Records from a data source:

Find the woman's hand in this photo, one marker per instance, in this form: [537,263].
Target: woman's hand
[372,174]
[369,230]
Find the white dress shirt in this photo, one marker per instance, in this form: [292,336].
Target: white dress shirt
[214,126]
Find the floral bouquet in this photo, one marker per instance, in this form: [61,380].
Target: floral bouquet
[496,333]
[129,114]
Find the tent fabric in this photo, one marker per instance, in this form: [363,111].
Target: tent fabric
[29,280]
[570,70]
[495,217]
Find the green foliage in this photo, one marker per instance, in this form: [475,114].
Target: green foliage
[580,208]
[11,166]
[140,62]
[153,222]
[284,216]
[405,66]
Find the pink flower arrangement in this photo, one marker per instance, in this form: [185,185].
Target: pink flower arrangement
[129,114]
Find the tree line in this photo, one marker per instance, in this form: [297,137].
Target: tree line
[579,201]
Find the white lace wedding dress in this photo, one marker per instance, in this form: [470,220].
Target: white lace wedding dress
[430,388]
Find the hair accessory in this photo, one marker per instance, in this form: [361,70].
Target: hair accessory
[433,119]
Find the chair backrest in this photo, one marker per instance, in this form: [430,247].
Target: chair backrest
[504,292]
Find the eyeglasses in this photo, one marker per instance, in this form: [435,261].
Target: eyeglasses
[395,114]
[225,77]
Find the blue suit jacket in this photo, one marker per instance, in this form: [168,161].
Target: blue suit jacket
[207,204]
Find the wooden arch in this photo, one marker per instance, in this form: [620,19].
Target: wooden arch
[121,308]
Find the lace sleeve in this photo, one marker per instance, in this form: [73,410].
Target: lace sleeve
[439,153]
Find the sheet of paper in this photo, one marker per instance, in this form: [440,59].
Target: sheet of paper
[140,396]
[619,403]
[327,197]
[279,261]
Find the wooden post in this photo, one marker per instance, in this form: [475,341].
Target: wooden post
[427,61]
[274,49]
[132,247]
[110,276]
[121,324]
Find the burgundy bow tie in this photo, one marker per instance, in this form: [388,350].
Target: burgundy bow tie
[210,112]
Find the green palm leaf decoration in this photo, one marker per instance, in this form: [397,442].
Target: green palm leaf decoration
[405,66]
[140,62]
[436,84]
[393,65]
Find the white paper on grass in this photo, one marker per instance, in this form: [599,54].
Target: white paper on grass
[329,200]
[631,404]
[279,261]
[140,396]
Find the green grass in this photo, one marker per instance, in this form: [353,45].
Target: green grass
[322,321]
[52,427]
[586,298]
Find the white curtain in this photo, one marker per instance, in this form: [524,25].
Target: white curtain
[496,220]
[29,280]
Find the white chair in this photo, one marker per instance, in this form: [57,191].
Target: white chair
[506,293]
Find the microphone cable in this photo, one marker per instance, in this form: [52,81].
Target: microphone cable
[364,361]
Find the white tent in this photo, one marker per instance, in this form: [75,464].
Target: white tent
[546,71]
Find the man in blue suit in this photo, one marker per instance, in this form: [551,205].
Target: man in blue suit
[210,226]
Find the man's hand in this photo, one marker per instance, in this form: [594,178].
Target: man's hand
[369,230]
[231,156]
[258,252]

## Objective
Convert all of the items above into a two-column CSV with the header columns "prompt" and "coordinates", one row per item. Put each item's text and its answer into a single quoted field each, with line breaks replaced by spaces.

## Completed task
prompt,coordinates
"Find the woman's hand in this photo, one marker per instance, in this form: [537,263]. Target: woman's hand","[372,174] [369,230]"
"Find the white dress shirt in this photo, one marker per instance, in this form: [292,336]. Target: white dress shirt","[214,126]"
"Find the floral bouquet in this photo, one marker per instance, in this form: [61,380]. Target: floral bouquet","[496,333] [129,114]"
"Find the tent fabric in this photo, one marker per instance, in this form: [363,111]. Target: tent fabric","[29,280] [570,70] [495,217]"
"Find the green foliage in this photo, one marker per instance, in this form: [475,114]. Target: green foliage","[580,208] [11,166] [140,62] [153,222] [284,216] [405,66]"
"Find the pink flower arrangement in this photo, one marker per instance, in this form: [185,185]. Target: pink flower arrangement","[129,114]"
"Find the tree line in this photo, one marker per instance, in this form: [297,137]. Target: tree line","[579,201]"
"Find the white lace wedding dress in this photo, one marker per instance, in this form: [470,220]. Target: white lace wedding dress","[430,388]"
"Find the hair accessory in this photo, one marker per instance, in this form: [361,70]. Target: hair accessory","[433,119]"
"Find the chair backrest in this photo, one marker per instance, in this form: [430,247]. Target: chair backrest","[504,292]"
"Find the eyeglasses in this photo, one marker per instance, in this form: [435,261]. Target: eyeglasses","[395,114] [225,77]"
"Find the blue suit jacket in this photo, one marker per instance, in this form: [168,161]. Target: blue suit jacket","[207,204]"
"Find the wooden arch in this photo, one marker per instance, in this form: [620,19]. Target: wooden arch","[121,308]"
"Find the lace sleeve in this photo, one marker per instance, in this form: [73,410]. Target: lace sleeve","[439,153]"
"Find the sheet of paper in this photo, one marker per instance, in this form: [440,59]. Target: sheet of paper","[140,396] [619,403] [327,197] [279,261]"
"Find the wooden post in this photo, one marker per instance, in this form: [475,341]. Target: wooden post","[427,61] [274,49] [132,247] [110,276] [121,324]"
"Find the burgundy bow tie in this photo, one marker per instance, in this form: [388,350]. Target: burgundy bow tie","[210,112]"
"Find the green palm leaf decoration in this photo, one marker per instance, in this form: [397,442]. Target: green palm leaf decoration","[405,66] [140,62] [436,84] [393,65]"
"Find the white paper on grass in this photo, one marker per instance, in this form: [599,54]. Target: white paper on grass","[329,200] [631,404] [279,261] [140,396]"
"Find the green grass in this photo, one marker per instance, in this form: [353,45]. Target: green grass","[322,321] [52,427] [586,298]"
"Find the white curtain in this photo, one marker per instance, in this form: [524,25]. Target: white curtain","[496,220] [29,280]"
"Find the white chair in this photo, one marker per instance, in this form: [57,191]. Target: white chair","[506,293]"
"Find the microphone cable in this photo, one marker per instance, in this form: [52,81]. Target: microphone cable","[364,361]"
"Find the white tent in this photo, one marker per instance, in this form: [75,464]. Target: white tent","[546,71]"
"Find the man in blue suit in this photo, one marker per instance, in this form: [551,205]. Target: man in blue suit","[210,226]"
"Find the man's hand in this photo, one marker per instance, in this form: [594,178]. Target: man's hand","[369,230] [231,156] [258,252]"